## Entries provided:
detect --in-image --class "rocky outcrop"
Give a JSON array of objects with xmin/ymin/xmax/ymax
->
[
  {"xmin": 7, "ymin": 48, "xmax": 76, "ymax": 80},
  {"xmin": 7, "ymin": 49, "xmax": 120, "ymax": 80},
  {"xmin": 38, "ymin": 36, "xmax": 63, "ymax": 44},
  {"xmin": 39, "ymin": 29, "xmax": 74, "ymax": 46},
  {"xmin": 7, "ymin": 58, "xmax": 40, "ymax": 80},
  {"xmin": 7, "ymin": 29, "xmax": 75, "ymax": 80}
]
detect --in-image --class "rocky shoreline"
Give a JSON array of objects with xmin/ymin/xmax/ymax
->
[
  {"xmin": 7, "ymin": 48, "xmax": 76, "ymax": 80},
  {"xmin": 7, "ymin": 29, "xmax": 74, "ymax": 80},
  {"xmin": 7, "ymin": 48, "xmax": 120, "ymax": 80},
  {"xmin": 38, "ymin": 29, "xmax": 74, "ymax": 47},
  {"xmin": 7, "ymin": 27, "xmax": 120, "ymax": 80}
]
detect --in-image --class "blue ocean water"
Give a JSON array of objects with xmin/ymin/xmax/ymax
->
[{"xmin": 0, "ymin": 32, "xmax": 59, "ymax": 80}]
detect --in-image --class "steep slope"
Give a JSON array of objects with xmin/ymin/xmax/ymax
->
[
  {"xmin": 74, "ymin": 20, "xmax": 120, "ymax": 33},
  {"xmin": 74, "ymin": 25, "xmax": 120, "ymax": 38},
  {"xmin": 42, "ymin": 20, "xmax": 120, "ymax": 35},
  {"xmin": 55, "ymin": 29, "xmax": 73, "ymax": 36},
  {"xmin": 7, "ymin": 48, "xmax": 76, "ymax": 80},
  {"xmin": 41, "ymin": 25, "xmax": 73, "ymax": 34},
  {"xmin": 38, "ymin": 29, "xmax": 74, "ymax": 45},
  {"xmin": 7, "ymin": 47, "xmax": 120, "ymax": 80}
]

## Problem requirements:
The whole listing above needs to be written out again exactly.

## Solution for this task:
detect --in-image --class "rocky outcrop"
Give a JSON array of objects with xmin/ymin/xmax/ymax
->
[
  {"xmin": 7, "ymin": 48, "xmax": 76, "ymax": 80},
  {"xmin": 7, "ymin": 49, "xmax": 120, "ymax": 80},
  {"xmin": 38, "ymin": 36, "xmax": 63, "ymax": 44},
  {"xmin": 39, "ymin": 29, "xmax": 74, "ymax": 46},
  {"xmin": 7, "ymin": 58, "xmax": 40, "ymax": 80},
  {"xmin": 7, "ymin": 29, "xmax": 75, "ymax": 80}
]
detect --in-image --class "rocky shoreline"
Give a JSON array of objects with xmin/ymin/xmax/ymax
->
[
  {"xmin": 7, "ymin": 48, "xmax": 76, "ymax": 80},
  {"xmin": 7, "ymin": 29, "xmax": 74, "ymax": 80},
  {"xmin": 7, "ymin": 48, "xmax": 120, "ymax": 80},
  {"xmin": 38, "ymin": 29, "xmax": 74, "ymax": 47},
  {"xmin": 7, "ymin": 27, "xmax": 120, "ymax": 80}
]
detect --in-image --class "blue ocean water"
Give a JSON array of objects with xmin/ymin/xmax/ymax
->
[{"xmin": 0, "ymin": 32, "xmax": 59, "ymax": 80}]
detect --in-image --class "steep slope"
Give a JSON array of objects with xmin/ymin/xmax/ymax
->
[
  {"xmin": 74, "ymin": 20, "xmax": 120, "ymax": 33},
  {"xmin": 74, "ymin": 25, "xmax": 120, "ymax": 38},
  {"xmin": 42, "ymin": 20, "xmax": 120, "ymax": 35},
  {"xmin": 55, "ymin": 29, "xmax": 73, "ymax": 36},
  {"xmin": 7, "ymin": 48, "xmax": 76, "ymax": 80},
  {"xmin": 41, "ymin": 25, "xmax": 73, "ymax": 34},
  {"xmin": 38, "ymin": 29, "xmax": 74, "ymax": 45},
  {"xmin": 7, "ymin": 47, "xmax": 120, "ymax": 80}
]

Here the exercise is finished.